EXERCISE: Reproduce the whole listing that follows, character for character, and drop the images.
DATASET EXCERPTS START
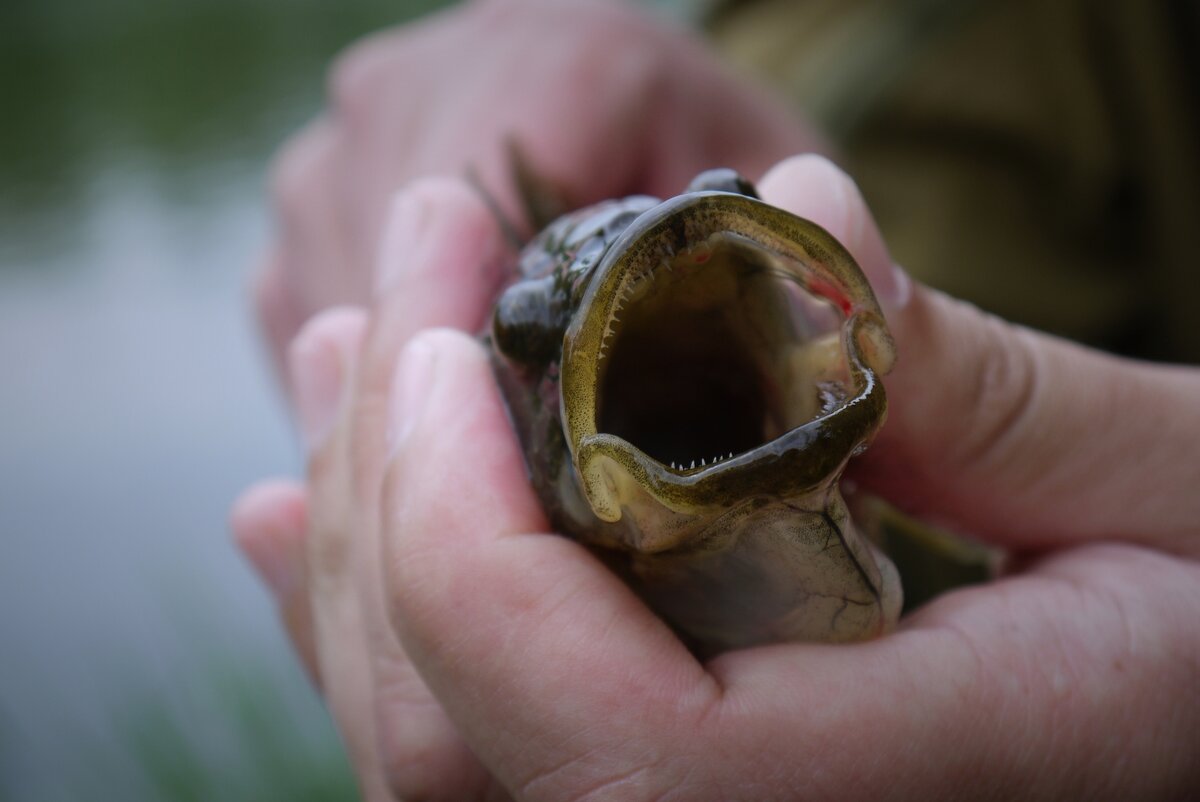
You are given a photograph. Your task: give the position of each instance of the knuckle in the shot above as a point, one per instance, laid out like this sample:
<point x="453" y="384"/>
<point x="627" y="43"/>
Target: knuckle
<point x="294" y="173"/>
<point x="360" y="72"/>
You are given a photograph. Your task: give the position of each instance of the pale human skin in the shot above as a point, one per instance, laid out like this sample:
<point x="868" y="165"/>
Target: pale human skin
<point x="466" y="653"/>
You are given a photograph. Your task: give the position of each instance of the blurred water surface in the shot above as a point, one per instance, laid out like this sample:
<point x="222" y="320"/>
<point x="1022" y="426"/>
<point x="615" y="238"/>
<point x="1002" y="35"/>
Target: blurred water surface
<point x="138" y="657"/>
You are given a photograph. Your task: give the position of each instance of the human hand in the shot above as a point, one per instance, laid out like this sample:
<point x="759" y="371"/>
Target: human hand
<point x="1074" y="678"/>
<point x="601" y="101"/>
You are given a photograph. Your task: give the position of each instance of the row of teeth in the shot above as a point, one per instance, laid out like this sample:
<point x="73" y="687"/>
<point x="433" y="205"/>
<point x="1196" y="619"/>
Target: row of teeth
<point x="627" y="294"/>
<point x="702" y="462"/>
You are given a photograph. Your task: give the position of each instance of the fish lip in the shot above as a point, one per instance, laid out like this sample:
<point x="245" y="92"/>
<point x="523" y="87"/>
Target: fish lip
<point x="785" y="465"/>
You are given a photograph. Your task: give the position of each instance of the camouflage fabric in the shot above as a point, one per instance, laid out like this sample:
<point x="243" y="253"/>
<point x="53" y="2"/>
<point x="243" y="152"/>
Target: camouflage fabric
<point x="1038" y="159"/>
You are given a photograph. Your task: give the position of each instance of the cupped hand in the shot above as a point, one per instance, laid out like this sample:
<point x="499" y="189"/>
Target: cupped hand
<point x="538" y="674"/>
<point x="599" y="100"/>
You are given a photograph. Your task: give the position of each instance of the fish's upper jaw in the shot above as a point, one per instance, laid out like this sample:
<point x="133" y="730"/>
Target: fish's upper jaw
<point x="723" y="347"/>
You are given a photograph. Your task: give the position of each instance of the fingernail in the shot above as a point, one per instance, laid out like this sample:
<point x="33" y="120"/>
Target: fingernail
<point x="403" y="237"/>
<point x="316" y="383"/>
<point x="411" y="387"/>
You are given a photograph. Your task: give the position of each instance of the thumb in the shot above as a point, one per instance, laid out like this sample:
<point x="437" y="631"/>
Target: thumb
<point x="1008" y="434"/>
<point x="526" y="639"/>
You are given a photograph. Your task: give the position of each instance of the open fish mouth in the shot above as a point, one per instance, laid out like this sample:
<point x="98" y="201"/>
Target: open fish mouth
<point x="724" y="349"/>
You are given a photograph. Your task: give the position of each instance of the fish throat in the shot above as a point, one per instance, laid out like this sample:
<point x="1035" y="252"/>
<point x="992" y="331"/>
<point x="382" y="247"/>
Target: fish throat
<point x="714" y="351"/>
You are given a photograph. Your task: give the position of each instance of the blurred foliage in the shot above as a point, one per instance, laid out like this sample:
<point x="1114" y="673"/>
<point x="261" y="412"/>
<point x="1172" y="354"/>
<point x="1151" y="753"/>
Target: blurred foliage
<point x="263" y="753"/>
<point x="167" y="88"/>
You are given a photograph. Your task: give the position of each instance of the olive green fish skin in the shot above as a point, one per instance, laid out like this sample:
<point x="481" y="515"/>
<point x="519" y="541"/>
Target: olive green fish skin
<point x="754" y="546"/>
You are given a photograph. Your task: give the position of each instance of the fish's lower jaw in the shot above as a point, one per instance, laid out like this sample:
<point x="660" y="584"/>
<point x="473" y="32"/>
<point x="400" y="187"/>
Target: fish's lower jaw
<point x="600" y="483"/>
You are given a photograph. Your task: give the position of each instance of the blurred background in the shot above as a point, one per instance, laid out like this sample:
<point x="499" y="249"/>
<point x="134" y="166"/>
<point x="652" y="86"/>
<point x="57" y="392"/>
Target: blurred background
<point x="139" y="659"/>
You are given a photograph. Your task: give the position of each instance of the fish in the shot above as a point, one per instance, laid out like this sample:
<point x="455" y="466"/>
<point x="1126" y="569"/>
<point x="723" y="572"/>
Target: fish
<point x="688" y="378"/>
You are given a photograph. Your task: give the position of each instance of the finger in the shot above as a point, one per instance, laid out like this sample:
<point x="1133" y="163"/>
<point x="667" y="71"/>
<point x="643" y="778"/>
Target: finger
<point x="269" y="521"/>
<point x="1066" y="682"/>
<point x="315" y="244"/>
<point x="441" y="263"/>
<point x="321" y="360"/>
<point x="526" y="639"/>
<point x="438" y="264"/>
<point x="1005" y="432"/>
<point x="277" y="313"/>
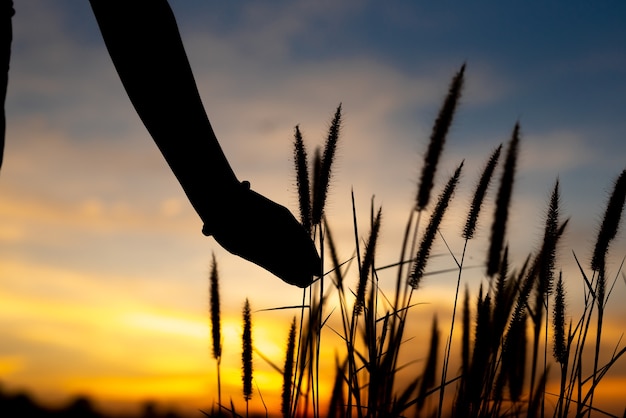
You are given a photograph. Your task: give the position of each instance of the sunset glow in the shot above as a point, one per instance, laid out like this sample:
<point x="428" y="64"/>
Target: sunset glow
DATASET EXCERPTS END
EXERCISE ANSWER:
You are given a photograph. Your task: give the position of each instance of the knuckle in the shot above as a point, one per instance, laid out like this sample:
<point x="453" y="384"/>
<point x="627" y="43"/>
Target: knuckle
<point x="294" y="173"/>
<point x="360" y="72"/>
You are given a photograph. Your task: give the position of each instance of the pale human skin in the shot above as a point, one per instance, laid out like this sample:
<point x="868" y="165"/>
Target: pale human skin
<point x="466" y="653"/>
You are given a photograph. Your task: give the position of each instance of the blurred water surface in the shot above as a point, one per instance, laid out like this sample:
<point x="222" y="320"/>
<point x="1022" y="426"/>
<point x="615" y="238"/>
<point x="1002" y="35"/>
Target: blurred water surface
<point x="138" y="657"/>
You are given a photograph. Your task: give the position of each instance of the human hand in the shot above as a point, one per instance, laid out like this sample:
<point x="759" y="371"/>
Target: human hand
<point x="1074" y="678"/>
<point x="601" y="101"/>
You are given a photograph. Your task: give the position of each instance of the row of teeth in the shot above as a point, one per instance, laid out like this sample:
<point x="73" y="687"/>
<point x="433" y="205"/>
<point x="1196" y="619"/>
Target: row of teeth
<point x="627" y="294"/>
<point x="702" y="462"/>
You are given a photograph. Your task: give the position of each instance of the fish lip in the shot above as a point, one per instance, laid out like this sample:
<point x="245" y="92"/>
<point x="523" y="87"/>
Target: fish lip
<point x="785" y="465"/>
You are given a photograph. Your task: give the position of each instance of the camouflage fabric in the shot above as a point, one per instance, laid out like this sample:
<point x="243" y="253"/>
<point x="53" y="2"/>
<point x="243" y="152"/>
Target: camouflage fabric
<point x="1038" y="159"/>
You are given a photograph. Your task: give the position of each instance of the cupped hand in the shot above as a point, one per instance, laid out like this sample:
<point x="499" y="189"/>
Target: cupped hand
<point x="538" y="674"/>
<point x="599" y="100"/>
You are given a photograph. Your task: give the position of each instance of the fish's upper jaw in the shot above as a point, one per instance, laid out like this sample:
<point x="133" y="730"/>
Target: fish's upper jaw
<point x="723" y="347"/>
You are given a photograph. Your task: give the position of each instance of the fingernail in the shot above as a point, one per instance, laid out like this sample:
<point x="33" y="120"/>
Target: fingernail
<point x="403" y="237"/>
<point x="316" y="383"/>
<point x="411" y="387"/>
You are given a photograph. Your task: give the position of each instance of the thumb in the shot above as a point, one per instance, laid out like this sample:
<point x="437" y="631"/>
Target: thumb
<point x="1008" y="434"/>
<point x="526" y="639"/>
You are given a photograph. Your task: give the position of each instance of the open fish mouth in the shot above as a point, one per instance, laid out like this sample:
<point x="98" y="201"/>
Target: open fish mouth
<point x="724" y="349"/>
You are given a photograph. Your task: give the position of each instance of the fish throat in the shot above as a point, one per instance, laid out like this sample:
<point x="1035" y="252"/>
<point x="992" y="331"/>
<point x="382" y="247"/>
Target: fish throat
<point x="714" y="351"/>
You are given a photograph. Your task: give the position of each instance of the blurred foliage in the shot above as a point, one per instance, laid out like this sample:
<point x="1114" y="673"/>
<point x="261" y="412"/>
<point x="1172" y="354"/>
<point x="1151" y="753"/>
Target: blurred foliage
<point x="263" y="753"/>
<point x="167" y="88"/>
You are given a photograph. Your task: give the position of each instance of the olive green fish skin in the shot above as a point, one per instance, laid out like this sample:
<point x="481" y="515"/>
<point x="519" y="541"/>
Target: olive green fish skin
<point x="754" y="546"/>
You are given a photograph. Your task: give the position of each instance of the fish's lower jaw in the shot above as a point, one per instance, laid out like this sample:
<point x="660" y="584"/>
<point x="473" y="32"/>
<point x="400" y="187"/>
Target: fish's lower jaw
<point x="600" y="483"/>
You are given a photograph. Your task: give the position of each instance of the blurred background in the shot above as a point, one per instance, laid out like this sample:
<point x="499" y="249"/>
<point x="134" y="166"/>
<point x="652" y="86"/>
<point x="57" y="392"/>
Target: blurred background
<point x="139" y="659"/>
You are given a photograph. Your task: give the position of each instance of the fish in the shot above as a point, one per instance, laid out like this sample:
<point x="455" y="466"/>
<point x="1126" y="569"/>
<point x="723" y="572"/>
Target: fish
<point x="688" y="378"/>
You are given a photograph. Your task: give the position of each instance of the finger in the shot above as a point, one per instance, laid out like this sample:
<point x="1133" y="163"/>
<point x="667" y="71"/>
<point x="643" y="778"/>
Target: finger
<point x="269" y="521"/>
<point x="1066" y="682"/>
<point x="315" y="244"/>
<point x="441" y="263"/>
<point x="321" y="360"/>
<point x="526" y="639"/>
<point x="438" y="264"/>
<point x="1005" y="432"/>
<point x="277" y="313"/>
You are given a photograph. Your task: give the position of each instance of the sunset glow in the shot above as a point, one per instance, laid out like this sample:
<point x="428" y="64"/>
Target: sunset glow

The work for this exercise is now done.